EXERCISE MATERIAL
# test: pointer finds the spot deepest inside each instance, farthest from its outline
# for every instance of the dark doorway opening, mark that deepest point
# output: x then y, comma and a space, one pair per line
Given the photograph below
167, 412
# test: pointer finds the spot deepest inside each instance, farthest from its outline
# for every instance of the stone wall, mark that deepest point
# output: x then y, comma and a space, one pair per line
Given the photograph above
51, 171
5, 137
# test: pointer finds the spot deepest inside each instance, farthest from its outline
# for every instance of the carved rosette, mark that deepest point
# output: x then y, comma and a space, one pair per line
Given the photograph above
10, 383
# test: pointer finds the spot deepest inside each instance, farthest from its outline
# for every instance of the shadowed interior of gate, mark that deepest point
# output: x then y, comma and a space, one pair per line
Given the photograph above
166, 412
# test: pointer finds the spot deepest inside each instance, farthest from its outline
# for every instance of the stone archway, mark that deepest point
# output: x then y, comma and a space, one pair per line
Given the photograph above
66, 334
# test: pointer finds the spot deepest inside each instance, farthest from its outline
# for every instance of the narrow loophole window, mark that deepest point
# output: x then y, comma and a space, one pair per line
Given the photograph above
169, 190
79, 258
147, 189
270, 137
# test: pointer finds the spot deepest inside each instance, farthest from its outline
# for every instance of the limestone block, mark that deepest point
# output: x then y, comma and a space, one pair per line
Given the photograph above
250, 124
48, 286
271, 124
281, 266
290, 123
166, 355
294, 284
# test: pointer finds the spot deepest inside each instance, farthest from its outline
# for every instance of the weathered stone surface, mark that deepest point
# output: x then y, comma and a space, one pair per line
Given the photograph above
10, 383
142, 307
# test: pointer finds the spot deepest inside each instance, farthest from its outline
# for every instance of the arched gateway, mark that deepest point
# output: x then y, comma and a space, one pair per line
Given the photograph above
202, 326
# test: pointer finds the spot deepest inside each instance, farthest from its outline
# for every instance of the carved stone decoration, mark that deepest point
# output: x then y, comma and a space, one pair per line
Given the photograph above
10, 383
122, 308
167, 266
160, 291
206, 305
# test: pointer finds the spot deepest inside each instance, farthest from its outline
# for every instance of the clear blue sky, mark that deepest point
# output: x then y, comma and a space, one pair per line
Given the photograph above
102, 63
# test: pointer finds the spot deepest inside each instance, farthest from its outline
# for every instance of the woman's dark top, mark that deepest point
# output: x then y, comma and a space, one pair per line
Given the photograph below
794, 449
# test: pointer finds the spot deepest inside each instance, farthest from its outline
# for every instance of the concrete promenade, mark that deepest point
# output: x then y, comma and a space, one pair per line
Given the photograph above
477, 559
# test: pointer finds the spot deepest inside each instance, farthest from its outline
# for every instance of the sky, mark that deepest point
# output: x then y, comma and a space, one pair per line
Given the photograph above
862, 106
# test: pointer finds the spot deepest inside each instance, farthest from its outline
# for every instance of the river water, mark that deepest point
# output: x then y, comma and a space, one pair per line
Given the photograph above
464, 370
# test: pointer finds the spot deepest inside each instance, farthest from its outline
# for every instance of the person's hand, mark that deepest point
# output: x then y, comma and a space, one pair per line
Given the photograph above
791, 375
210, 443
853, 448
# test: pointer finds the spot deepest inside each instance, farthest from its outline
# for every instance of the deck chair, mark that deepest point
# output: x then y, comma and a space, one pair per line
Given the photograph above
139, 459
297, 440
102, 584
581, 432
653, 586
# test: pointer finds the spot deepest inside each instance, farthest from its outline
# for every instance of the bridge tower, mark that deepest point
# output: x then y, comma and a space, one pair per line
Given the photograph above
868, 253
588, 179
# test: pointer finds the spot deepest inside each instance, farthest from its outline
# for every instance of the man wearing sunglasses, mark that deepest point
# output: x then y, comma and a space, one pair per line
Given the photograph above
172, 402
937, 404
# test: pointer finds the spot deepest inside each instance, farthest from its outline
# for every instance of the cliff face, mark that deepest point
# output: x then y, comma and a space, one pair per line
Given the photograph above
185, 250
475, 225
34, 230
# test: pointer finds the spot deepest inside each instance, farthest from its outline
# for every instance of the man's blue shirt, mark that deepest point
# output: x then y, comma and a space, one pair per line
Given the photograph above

YOUR OBJECTIVE
Your response must contain all of the records, copied exactly.

RESULT FOR THIS TASK
# test: pointer finds the spot deepest inside each instance, farthest from its outline
# for every instance of the dark doorway opening, mark that deepest point
# output: x then y, comma and a space, one pair per line
Given the photograph below
167, 412
# test: pointer finds the spot deepest inside each instance, farthest from its outline
# for every instance of the stone wall, mark that deepest point
# output: x then y, comma and a space, one pair per line
Given the photograph above
51, 171
5, 137
# test: pointer finds the spot deepest inside each instance, farthest from its outline
# for every instance of the carved rosette, mark that deepest point
# output: x then y, comma and a space, one pair per line
Given the photograph above
10, 383
# test: pointer finds the spot deepest inside each instance, farthest from its outline
# for every instance of the shadowed interior of gate, mark that deepest point
# output: x then y, comma and a space, one pair per line
Given the photograph above
166, 412
# test: pointer finds the spot deepest inside each instance, farthest from its outline
# for every instance of the stone archway, mark that deepest point
# output: x then y, comma and a space, one pair per line
Given the photograph above
66, 334
# test: pointer finds the spot deepest inside each instance, farthest from its outline
# for every instance of the narrow loophole window, mark that deepest point
# output: x then y, comma and a space, one pair per line
Given the photograph above
169, 190
79, 258
147, 189
270, 137
# test: pointer finds the spot deepest inside each instance, farthest from its outline
# for every instance of the limestone block, mark that deepest point
# output: x then y, comma and a space, one pair per line
Given the photograph above
250, 124
48, 286
271, 124
281, 266
290, 123
166, 355
294, 284
# test: pointer finds the spot deepest inside each instance, farthest from its outline
# for every instance of the weathered stone surface, mark that deepest point
# output: x then y, comma and a space, one pair per line
Given the photograph above
10, 383
142, 307
# test: pointer finds the spot deepest inside each instance, farthest from its outline
# for every instance of the arched gateway, mark that deepest point
# output: x then y, comma and a space, one pair per line
Given the photograph above
202, 326
# test: pointer finds the spot deepest inside each instance, farthest from its outline
# for every instance of the carved stone decoration, mark that deepest point
# output: x then y, comma and a space, one pair per line
Given the photograph above
10, 383
122, 308
167, 266
160, 291
206, 305
# test: pointer finds the spot deepest inside each instance, farthest from its outline
# for every instance of the clear blue sky, mark that deepest point
# output: x then y, comma and a space, one pair per line
Given the photograph above
102, 63
# test: pointer finds the spot deepest inside each instance, farthest from its outline
# for every instance of the woman's dark top, mark that deepest point
# output: x then y, comma and a space, one pair per line
Given the photograph below
794, 449
# test: pointer finds the spot deepest inside each instance, farthest from its outline
# for every instance of the concrete promenade, mark that deepest point
# output: x then y, comma and a space, one pair per line
Given the photograph above
477, 559
# test: pointer finds the spot deepest inside each instance, farthest from its outline
# for every instance of the sky, mark that deepest point
# output: x then y, comma and a space, one pair per line
Given the photograph above
862, 106
# test: pointer finds the spot deepest inside each instance, farthest from its outline
# for every instance of the river water, mark that deepest point
# output: x then y, comma and a space, one pair per line
Given the photograph above
464, 370
# test: pointer finds the spot deepest inside each instance, farthest from its outline
# for every instance of the person's hand, mark that deepest point
# output: x then y, comma and a space, one pair per line
Given the photograph above
791, 375
210, 443
853, 448
# test: pointer finds the spot deepest inside each instance, farthest from its outline
# for every instance of the deck chair, mark that deepest point
# output: x then y, comma and a space, one pair per line
Given the photograph above
139, 459
297, 440
102, 584
581, 432
653, 586
# test: pointer finds the spot deepest inside each instance, farthest from its outline
# for every instance of the bridge tower, mark that deepest point
# output: x then y, comma and a space, one pair per line
Given the photograph above
868, 253
588, 179
# test: pointer finds the spot deepest inside each instance, farthest from its outline
# for every instance of the man wearing sunglasses, mark that deepest point
# output: x then y, comma and a space, one pair per line
Given the photograph above
172, 402
937, 404
# test: pointer finds the spot deepest inside each instance, farthest from its outline
# for every instance of the cliff face, mark that deepest point
# output: x then y, comma and a space, one pair per line
Given the photograph above
185, 250
475, 225
34, 230
# test: pointer finds the spot deepest inside each instance, farthest from its outline
# for every instance of the man's blue shirt, mark that deepest point
# output: x then y, comma and a space, one pair per line
Given the photograph above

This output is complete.